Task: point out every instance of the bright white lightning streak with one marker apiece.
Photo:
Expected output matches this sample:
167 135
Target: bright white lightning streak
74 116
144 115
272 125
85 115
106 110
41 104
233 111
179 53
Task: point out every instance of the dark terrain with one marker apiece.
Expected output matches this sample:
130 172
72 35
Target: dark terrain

--- EXERCISE TASK ---
Reproduce the whole listing, swapping "lightning streak" for "lightning bolt" wherever it occurs and leaving every other line untouched.

--- ANSWER TO THIS PROBLEM ---
Task: point out every instance of the bright white lightning bolt with one marker apiece.
Photo:
Expected output matches this sample:
167 135
Target: bright white lightning bolt
74 116
144 115
272 125
85 115
106 110
41 104
233 111
179 53
Task: point out every instance of the dark terrain with one marker apiece.
Expected output matches this sample:
130 172
72 35
Target: dark terrain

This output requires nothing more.